[TASK TO CARRY OUT] In the records below, copy out word for word the stretch from the line containing "Query: white wall" through the line containing "POLYGON ((285 150, 279", with both of those lines included.

[DATA IN THIS EXERCISE]
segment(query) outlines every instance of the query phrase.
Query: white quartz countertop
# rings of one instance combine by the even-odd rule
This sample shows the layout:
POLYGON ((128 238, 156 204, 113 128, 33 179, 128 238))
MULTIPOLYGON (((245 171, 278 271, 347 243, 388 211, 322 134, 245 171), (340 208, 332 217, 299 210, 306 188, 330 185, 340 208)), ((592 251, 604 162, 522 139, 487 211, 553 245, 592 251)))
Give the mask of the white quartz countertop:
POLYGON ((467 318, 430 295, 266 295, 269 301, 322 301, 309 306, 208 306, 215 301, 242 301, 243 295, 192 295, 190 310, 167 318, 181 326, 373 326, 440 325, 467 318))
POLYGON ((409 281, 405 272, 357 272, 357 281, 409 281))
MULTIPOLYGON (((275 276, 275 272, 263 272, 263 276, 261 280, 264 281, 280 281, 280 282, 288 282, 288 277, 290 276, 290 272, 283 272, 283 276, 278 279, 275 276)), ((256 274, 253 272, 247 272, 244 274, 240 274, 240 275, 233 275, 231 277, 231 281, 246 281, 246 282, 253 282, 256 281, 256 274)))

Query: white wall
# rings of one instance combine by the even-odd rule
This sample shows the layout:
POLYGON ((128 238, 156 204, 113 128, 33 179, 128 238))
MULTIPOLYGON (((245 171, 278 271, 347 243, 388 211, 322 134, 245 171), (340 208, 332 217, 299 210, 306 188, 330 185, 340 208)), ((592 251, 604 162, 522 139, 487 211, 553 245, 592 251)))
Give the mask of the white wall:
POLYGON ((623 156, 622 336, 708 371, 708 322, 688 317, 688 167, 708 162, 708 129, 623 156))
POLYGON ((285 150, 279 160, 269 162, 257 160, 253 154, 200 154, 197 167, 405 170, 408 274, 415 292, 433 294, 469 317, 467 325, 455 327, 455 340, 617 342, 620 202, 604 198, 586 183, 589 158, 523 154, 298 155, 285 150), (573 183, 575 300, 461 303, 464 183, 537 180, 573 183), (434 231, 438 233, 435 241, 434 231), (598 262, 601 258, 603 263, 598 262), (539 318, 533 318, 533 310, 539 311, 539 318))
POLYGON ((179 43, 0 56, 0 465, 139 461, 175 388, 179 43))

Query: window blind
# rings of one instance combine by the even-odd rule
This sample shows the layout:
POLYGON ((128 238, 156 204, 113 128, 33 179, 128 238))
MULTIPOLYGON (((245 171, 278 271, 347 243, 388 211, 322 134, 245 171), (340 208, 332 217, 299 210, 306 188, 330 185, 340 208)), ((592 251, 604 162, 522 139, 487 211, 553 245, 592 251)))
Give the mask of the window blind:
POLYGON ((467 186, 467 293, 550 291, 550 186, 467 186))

[RESPONSE TO THIS TASK]
Query: white wall
# rings of one instance combine by the even-odd rule
This sample shows the layout:
POLYGON ((128 238, 156 204, 113 128, 33 179, 128 238))
MULTIPOLYGON (((245 171, 278 271, 347 243, 388 211, 322 134, 245 171), (340 208, 332 217, 299 210, 306 188, 330 185, 340 208)), ((592 251, 604 162, 522 139, 487 211, 553 245, 592 251)))
Give the mask of the white wall:
POLYGON ((623 156, 622 336, 708 371, 708 322, 688 317, 688 167, 708 162, 708 129, 623 156))
POLYGON ((285 150, 279 160, 269 162, 257 160, 253 154, 200 154, 197 167, 405 170, 408 274, 415 292, 433 294, 469 317, 467 325, 455 327, 455 340, 617 342, 620 202, 604 198, 586 183, 589 158, 523 154, 298 155, 285 150), (573 183, 575 300, 461 303, 464 183, 537 180, 573 183), (434 231, 438 233, 435 241, 434 231), (598 262, 601 258, 603 263, 598 262), (539 318, 533 318, 533 310, 539 311, 539 318))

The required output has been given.